◆ Input records:
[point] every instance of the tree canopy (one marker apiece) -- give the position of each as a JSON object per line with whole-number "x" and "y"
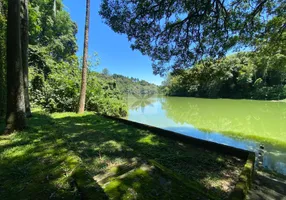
{"x": 177, "y": 33}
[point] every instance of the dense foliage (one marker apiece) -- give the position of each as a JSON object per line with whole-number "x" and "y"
{"x": 243, "y": 75}
{"x": 176, "y": 33}
{"x": 55, "y": 75}
{"x": 132, "y": 85}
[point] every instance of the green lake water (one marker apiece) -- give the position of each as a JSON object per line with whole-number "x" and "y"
{"x": 245, "y": 124}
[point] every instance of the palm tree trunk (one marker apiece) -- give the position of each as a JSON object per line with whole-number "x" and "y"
{"x": 15, "y": 117}
{"x": 25, "y": 42}
{"x": 85, "y": 55}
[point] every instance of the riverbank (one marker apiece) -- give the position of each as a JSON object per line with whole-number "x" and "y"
{"x": 261, "y": 121}
{"x": 65, "y": 155}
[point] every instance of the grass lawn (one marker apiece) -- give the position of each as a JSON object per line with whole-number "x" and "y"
{"x": 70, "y": 156}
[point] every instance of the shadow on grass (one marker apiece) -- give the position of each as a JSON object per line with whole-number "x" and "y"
{"x": 68, "y": 156}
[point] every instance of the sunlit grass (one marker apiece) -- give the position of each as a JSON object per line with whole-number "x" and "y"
{"x": 66, "y": 155}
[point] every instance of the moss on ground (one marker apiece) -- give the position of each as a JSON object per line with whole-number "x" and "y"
{"x": 70, "y": 156}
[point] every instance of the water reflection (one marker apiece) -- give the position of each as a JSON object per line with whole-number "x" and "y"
{"x": 187, "y": 116}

◆ Exercise directions:
Recast all of the material above as a two-column CSV with the columns "text" and "answer". Give one row for each [point] line, paired with the coordinates that follow it. Quote each field, turn any line breaks into spaces, and omit the pictures.

◆ Correct result:
text,answer
"[point] every instance of the tree canopy (one marker apiece) -- give the position of each as a JSON object per line with whole-number ""x"" and ""y""","{""x"": 177, ""y"": 33}"
"[point] every instance of the dense foliage (one marker apiece) -- give the position of each as a JSON object per line with whole-number ""x"" and ""y""","{""x"": 243, ""y"": 75} {""x"": 176, ""y"": 33} {""x"": 55, ""y"": 75} {""x"": 132, ""y"": 85}"
"[point] every instance of the green lake water (one marker apiece) -- give the position of each as a JSON object per line with whole-number ""x"" and ""y""","{""x"": 245, ""y"": 124}"
"[point] every instance of the palm tree trunk (one marker apiece) -- give the position of each as a JSON object per line with whole-number ""x"" and ""y""","{""x"": 15, ""y"": 117} {""x"": 25, ""y"": 42} {""x"": 85, ""y"": 55}"
"[point] every instance of the riverbank (one marker apiece) -- give the position of each as a JSON object per line with whole-number ""x"" and ""y""","{""x"": 261, ""y"": 121} {""x"": 65, ""y"": 155}"
"[point] every instance of the grass lawn (one marker apiece) -- give the position of each as a JSON object per line with whole-number ""x"" and ""y""","{""x"": 70, ""y"": 156}"
"[point] every instance of the shadow on grass (one marker apiece) -- give the position of each as a JSON object per line with whole-number ""x"" and ""y""","{""x"": 68, ""y"": 156}"
"[point] every instance of the sunlit grass (one marker apiece) -- give the position of each as a JSON object per line with whole-number ""x"" and ""y""","{""x"": 66, ""y"": 155}"
"[point] every instance of the moss on ground (one marker apiece) -- give the position of each as a JSON object per line with whole-number ""x"" and ""y""","{""x"": 70, ""y"": 156}"
"[point] every instance of the water reflection (one marker apiece) -- give the position of each as a JSON object per line with whole-number ""x"" and ""y""","{""x"": 187, ""y"": 116}"